> _Things to do_
A - Copy the passage of the funeral sermon that starts at "We remember today" and ends at "was on reserve.".
B - Proceed with the funeral sermon for Gordon, picking up right after its final sentence.

##### Excerpt provided

Jesus is that Good Shepherd who not only loved His Father, He loved us. He came down into our world not only out of a sense of duty, but with a sense of compassion. No one forced him to lay down his life, he laid it down of his own accord, we rest this afternoon in truth #1 – that this Good Shepherd was both sent and he came willingly on our behalf. For the joy set before him, this shepherd fixed his eyes on the city of Jerusalem, he would not be distracted until he had endured the cross, suffered every bit of shame, and was crucified until he was dead and buried.
The second truth in which we rest is that this Good Shepherd didn’t stay dead. He rose up again on the third day, and because he lives, at least four things are true. 1) Because Christ is risen, we may be confident that He is who he said he was, the Son of God. 2) Because he is risen we may sure that all of Holy Scripture is true. 3) Because Christ is risen, we may be sure that the Father accepted the sacrifice of His Son as full and complete payment for our sins.4) Because Christ is risen, we may be certain that the day is coming when the archangel will shout, the trumpet will sound, Jesus will come back in all kinds of glory, and this kind and generous man of faith will rise up again. Already now, we believe that his soul, his spirit is in the presence of Christ. Already now, we know he is resting from his labors, already now, we know that no more troubles or trials can even get close to touching him.
So many sweet memories you all have of Gordon, this is most certainly true. He was easy to like, a pleasure to know, and as consistently cheerful a man as you could know. Some of you have fishing stories to tell about Gordon, others could tell about his golf game, many of you will long remember how he would wear button down shirts, not sweatshirts, he would wear dress slacks, not sweat pants, real shoes and not slippers. A man with his life in order, he was. If he said he would call you at 8:30 in the morning, he would call you at 8:30 in the morning.
We remember today how grateful Gordon was not only to share 43 years of God’s grace with LaJune, but also 27 years of his Good Shepherd’s love with Ella. There was no way of him knowing where his journey of life would go, no way of knowing which roads would be taken, which cities would be his dwelling places, no way of knowing how long the ride would be, but he knew who it was that was always with him, he knew his sins were forgiven, he knew his mansion in heaven was on reserve.

##########
##### Extracted information

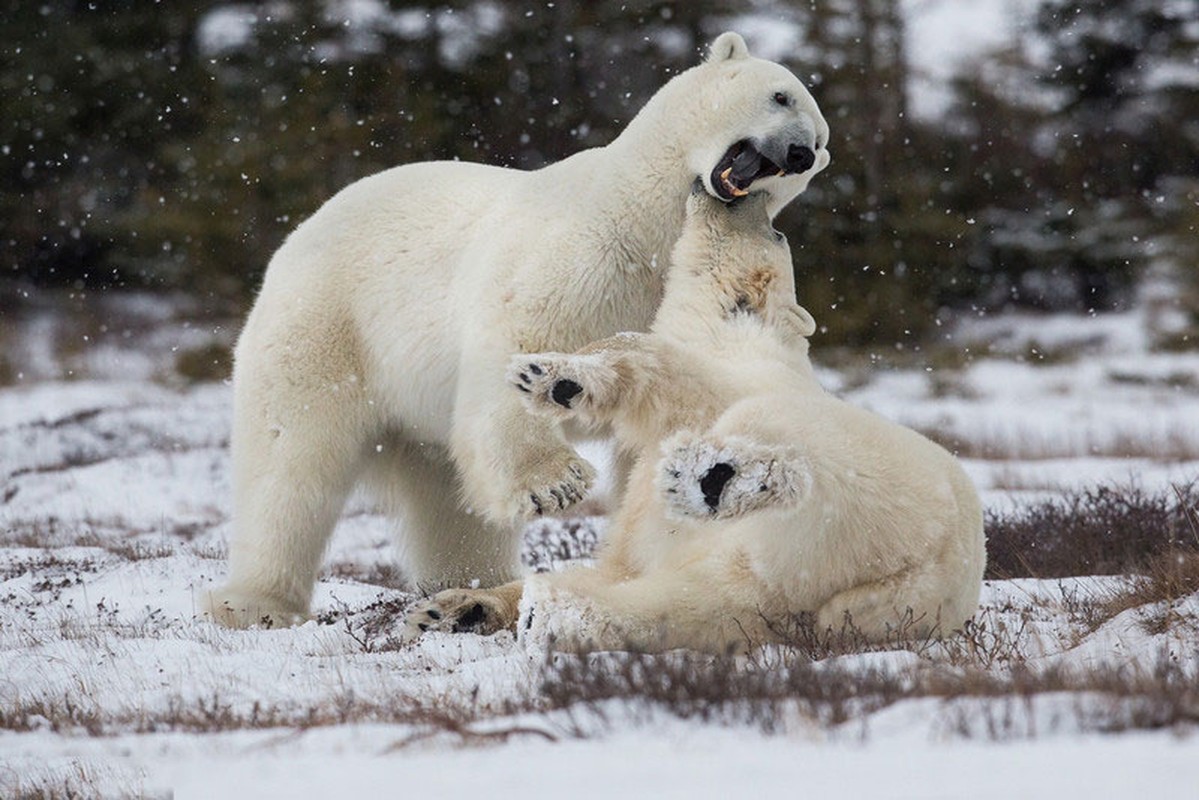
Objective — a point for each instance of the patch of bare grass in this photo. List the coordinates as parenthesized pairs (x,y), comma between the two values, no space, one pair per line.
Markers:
(778,693)
(1175,445)
(1102,530)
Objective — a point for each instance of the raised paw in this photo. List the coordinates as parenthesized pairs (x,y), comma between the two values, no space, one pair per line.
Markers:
(556,384)
(554,485)
(462,611)
(721,479)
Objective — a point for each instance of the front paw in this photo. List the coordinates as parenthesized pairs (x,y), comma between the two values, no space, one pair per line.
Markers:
(553,485)
(558,384)
(715,479)
(459,611)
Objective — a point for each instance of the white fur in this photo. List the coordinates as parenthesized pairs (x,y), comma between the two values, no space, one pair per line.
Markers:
(375,353)
(831,511)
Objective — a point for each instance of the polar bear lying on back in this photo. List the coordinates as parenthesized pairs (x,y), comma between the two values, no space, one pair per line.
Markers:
(377,349)
(755,495)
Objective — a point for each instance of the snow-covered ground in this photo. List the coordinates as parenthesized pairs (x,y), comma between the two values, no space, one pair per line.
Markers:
(114,517)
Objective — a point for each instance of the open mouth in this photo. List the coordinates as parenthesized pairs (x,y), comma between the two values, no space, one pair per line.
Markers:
(739,168)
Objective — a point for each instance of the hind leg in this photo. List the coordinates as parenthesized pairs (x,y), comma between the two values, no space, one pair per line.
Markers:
(441,543)
(295,455)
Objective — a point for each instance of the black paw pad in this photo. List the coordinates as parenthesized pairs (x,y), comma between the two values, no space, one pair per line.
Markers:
(712,483)
(471,619)
(564,391)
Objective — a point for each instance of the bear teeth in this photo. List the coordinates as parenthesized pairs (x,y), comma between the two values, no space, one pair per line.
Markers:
(736,191)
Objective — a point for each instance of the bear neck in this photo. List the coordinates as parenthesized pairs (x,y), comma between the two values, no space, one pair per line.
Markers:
(649,174)
(696,314)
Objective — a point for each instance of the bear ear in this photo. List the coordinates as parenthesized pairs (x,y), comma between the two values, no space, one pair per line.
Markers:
(728,46)
(807,324)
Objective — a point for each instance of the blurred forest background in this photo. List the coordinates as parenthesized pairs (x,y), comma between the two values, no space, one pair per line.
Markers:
(173,145)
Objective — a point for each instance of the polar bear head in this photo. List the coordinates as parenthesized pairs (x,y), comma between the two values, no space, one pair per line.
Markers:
(755,126)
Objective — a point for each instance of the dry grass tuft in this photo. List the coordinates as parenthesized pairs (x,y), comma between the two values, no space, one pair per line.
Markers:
(1103,530)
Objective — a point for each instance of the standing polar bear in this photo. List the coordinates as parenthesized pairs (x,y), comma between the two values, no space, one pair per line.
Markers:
(757,495)
(377,349)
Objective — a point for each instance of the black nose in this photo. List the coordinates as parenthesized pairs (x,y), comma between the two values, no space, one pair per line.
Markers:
(799,158)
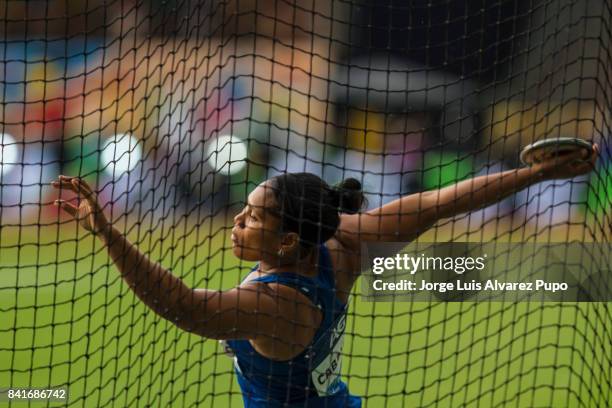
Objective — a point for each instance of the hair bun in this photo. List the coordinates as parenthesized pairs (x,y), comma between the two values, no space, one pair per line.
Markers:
(347,196)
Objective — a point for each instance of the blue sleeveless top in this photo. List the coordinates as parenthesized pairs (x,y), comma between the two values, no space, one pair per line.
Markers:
(312,378)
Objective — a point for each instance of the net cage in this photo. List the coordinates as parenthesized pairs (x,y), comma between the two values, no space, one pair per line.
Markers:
(174,111)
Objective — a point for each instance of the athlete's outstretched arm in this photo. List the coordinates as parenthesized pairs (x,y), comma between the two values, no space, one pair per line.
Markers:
(404,219)
(250,311)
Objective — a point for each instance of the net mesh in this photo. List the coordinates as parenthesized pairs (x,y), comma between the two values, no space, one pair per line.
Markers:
(175,110)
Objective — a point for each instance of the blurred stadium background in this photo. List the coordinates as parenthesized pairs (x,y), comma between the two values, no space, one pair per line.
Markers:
(175,110)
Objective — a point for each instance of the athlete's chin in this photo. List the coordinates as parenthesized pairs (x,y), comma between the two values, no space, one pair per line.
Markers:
(244,254)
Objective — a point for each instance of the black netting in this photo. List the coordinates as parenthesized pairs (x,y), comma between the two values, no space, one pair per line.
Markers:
(174,111)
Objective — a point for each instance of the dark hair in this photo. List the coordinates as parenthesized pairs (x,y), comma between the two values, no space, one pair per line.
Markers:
(309,207)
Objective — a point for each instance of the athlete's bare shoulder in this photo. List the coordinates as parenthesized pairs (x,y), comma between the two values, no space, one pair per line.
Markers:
(345,263)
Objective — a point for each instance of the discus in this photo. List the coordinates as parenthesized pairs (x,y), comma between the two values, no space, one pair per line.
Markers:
(548,148)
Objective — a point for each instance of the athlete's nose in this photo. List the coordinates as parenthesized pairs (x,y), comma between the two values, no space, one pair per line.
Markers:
(239,219)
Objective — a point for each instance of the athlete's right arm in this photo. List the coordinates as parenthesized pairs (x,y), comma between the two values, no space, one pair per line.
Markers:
(252,311)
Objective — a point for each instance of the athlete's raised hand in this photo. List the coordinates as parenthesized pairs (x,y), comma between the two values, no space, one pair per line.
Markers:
(88,213)
(567,165)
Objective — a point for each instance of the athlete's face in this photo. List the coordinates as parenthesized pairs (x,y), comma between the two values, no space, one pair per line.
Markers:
(256,234)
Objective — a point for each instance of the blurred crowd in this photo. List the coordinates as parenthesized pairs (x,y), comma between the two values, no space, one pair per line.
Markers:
(182,124)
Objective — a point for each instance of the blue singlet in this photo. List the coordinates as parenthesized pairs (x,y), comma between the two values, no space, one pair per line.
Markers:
(312,378)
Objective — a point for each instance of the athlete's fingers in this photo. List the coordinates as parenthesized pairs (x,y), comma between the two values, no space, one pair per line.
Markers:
(85,186)
(65,184)
(66,206)
(80,189)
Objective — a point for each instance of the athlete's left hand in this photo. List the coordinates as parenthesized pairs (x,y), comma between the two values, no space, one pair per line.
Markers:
(567,165)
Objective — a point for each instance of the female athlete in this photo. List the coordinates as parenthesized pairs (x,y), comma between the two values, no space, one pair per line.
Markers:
(285,322)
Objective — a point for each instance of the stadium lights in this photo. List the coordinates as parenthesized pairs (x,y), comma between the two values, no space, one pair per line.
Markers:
(9,152)
(121,153)
(227,154)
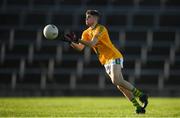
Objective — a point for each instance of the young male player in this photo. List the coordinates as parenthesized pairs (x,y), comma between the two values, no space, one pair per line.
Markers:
(96,36)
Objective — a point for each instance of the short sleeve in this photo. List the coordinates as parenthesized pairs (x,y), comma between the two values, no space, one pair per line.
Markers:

##########

> _In response_
A -
We remember today how grateful Gordon was not only to share 43 years of God’s grace with LaJune, but also 27 years of his Good Shepherd’s love with Ella. There was no way of him knowing where his journey of life would go, no way of knowing which roads would be taken, which cities would be his dwelling places, no way of knowing how long the ride would be, but he knew who it was that was always with him, he knew his sins were forgiven, he knew his mansion in heaven was on reserve.

B -
I will long remember him coming forward for communion, and as I handed him the little glass of wine, he would hold it up in the air, as if to say cheers, as if to say how blessed am I, as if to say, Jesus loves me, as if to say, I know in whom I trust, as if to say, the Lord is my shepherd, I shall not want, I have everything I need, and down the hatch it would go, and on his way, Gordon would go, resting in God’s promises, standing in his grace.
For a couple of years now, Pastor Muther and I had the privilege of driving on down to Blue Earth, talking smart, visiting with, and then inviting Gordon to taste his Lord’s goodness in the mystery of Holy Communion. Always I would ask him if he was sorry for his sins, if he believed in Jesus as his Savior, and if he promised to live the strong Christian life to the best of his ability. Always he would say yes, and always he would receive God’s forgiveness into his heart and soul. After communion, we always prayed.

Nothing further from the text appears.